======== PASSAGE TO READ ========
Ok, some of the funnier tidbits that I had forgotten:
The last week of November, when I was trying desperately to finish my novel, Emily, Jacob and I got sick. Emily started it off by throwing up in the middle of the night – super early Tuesday A.M. Jacob followed suit Tuesday evening. The nice thing with the older kids when they are sick is that you can at least give them a bowl and they know how to use it. With two-year-olds the idea is rather pointless. They put the bowl on their heads and march around banging it with a stick. We gave Jacob a bowl anyway figuring he just MIGHT catch on. So I fetched a large silver mixing bowl from the kitchen and proceeded to demonstrate to Jacob what it was to be used for.
“Jacob look at mommy. When you tummy feels icky-” I point to my oversized tummy.”
“Baby,” Jacob proudly announces.
“Yes Jacob there is a baby in Mommy’s tummy. But when your tummy feels icky you go blech in the bowl.” I accompanied my blech with sticking my tongue out over the bowl to demonstrate the art of throwing up in a bowl. “Blech,” I demonstrated again, “in the bowl.”
Jacob eyeballed me like I was an alien for a moment and decided to join the game. He leaned over the bowl. “Blaaaaa,” he said sticking out his tongue.
“That’s right,” I say grinning.
“Blaaaaa,” he says again leaning over the bowl then looks at me with a big grin. “I did it!” So for the duration of the week everytime he saw a silver bowl he leaned over it and said “Blaaaa! I did it!” Accompanied by moments of, “You do to, mommy.” In which I had the bowl thrust in my face and my expectant toddler waited for my ‘blech’ to sound.
========
TASKS TO COMPLETE:
1) From the account of the sick week, reproduce verbatim the stretch from "Ok, some of" through "be used for.".
2) Render this sentence from the account of the sick week in Spanish: "The nice thing with the older kids when they are sick is that you can at least give them a bowl and they know how to use it."
The records that follow are not required for this work.
======== ENTRIES ========
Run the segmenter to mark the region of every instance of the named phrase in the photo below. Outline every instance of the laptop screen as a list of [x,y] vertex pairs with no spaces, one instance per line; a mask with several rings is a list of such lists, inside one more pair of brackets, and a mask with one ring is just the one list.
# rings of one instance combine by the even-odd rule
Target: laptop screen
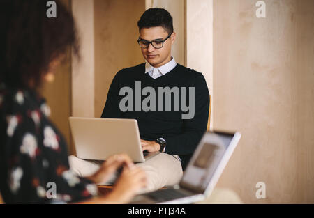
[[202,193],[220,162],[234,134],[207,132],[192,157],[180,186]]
========
======== ENTRIES ========
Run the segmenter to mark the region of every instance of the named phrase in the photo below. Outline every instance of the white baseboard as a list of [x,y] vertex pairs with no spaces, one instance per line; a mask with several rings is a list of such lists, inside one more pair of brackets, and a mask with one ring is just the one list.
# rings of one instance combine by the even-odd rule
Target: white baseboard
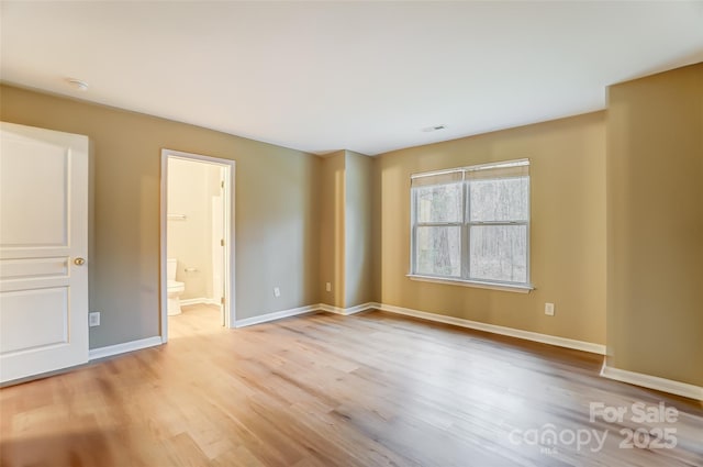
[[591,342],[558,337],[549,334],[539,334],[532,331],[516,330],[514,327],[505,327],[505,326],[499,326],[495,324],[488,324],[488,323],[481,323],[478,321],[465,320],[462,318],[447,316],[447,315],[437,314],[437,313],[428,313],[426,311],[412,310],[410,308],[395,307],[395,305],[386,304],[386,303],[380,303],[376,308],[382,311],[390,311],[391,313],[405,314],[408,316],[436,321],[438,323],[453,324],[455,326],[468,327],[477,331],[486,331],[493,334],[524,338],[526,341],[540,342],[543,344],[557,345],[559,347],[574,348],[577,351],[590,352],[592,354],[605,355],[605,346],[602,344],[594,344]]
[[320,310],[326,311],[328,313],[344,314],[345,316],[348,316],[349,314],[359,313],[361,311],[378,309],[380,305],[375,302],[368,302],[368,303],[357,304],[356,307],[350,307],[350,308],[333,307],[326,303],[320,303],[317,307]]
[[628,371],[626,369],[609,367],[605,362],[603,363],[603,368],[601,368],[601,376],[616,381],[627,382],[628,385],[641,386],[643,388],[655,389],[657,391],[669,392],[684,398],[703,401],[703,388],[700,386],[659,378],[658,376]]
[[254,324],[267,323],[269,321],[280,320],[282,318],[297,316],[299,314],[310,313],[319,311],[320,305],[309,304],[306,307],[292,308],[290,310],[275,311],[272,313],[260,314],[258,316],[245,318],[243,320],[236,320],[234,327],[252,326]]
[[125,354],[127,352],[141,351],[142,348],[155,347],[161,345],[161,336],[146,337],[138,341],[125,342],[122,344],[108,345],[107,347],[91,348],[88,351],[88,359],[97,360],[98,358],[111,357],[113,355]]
========
TASK-BY-TASK OUTPUTS:
1)
Ok, some of the funnier tidbits that I had forgotten:
The last week of November, when I was trying desperately to finish my novel, Emily, Jacob and I got sick. Emily started it off by throwing up in the middle of the night – super early Tuesday A.M. Jacob followed suit Tuesday evening. The nice thing with the older kids when they are sick is that you can at least give them a bowl and they know how to use it. With two-year-olds the idea is rather pointless. They put the bowl on their heads and march around banging it with a stick. We gave Jacob a bowl anyway figuring he just MIGHT catch on. So I fetched a large silver mixing bowl from the kitchen and proceeded to demonstrate to Jacob what it was to be used for.

2) Lo bueno de los niños mayores cuando están enfermos es que al menos puedes darles un cuenco y saben cómo usarlo.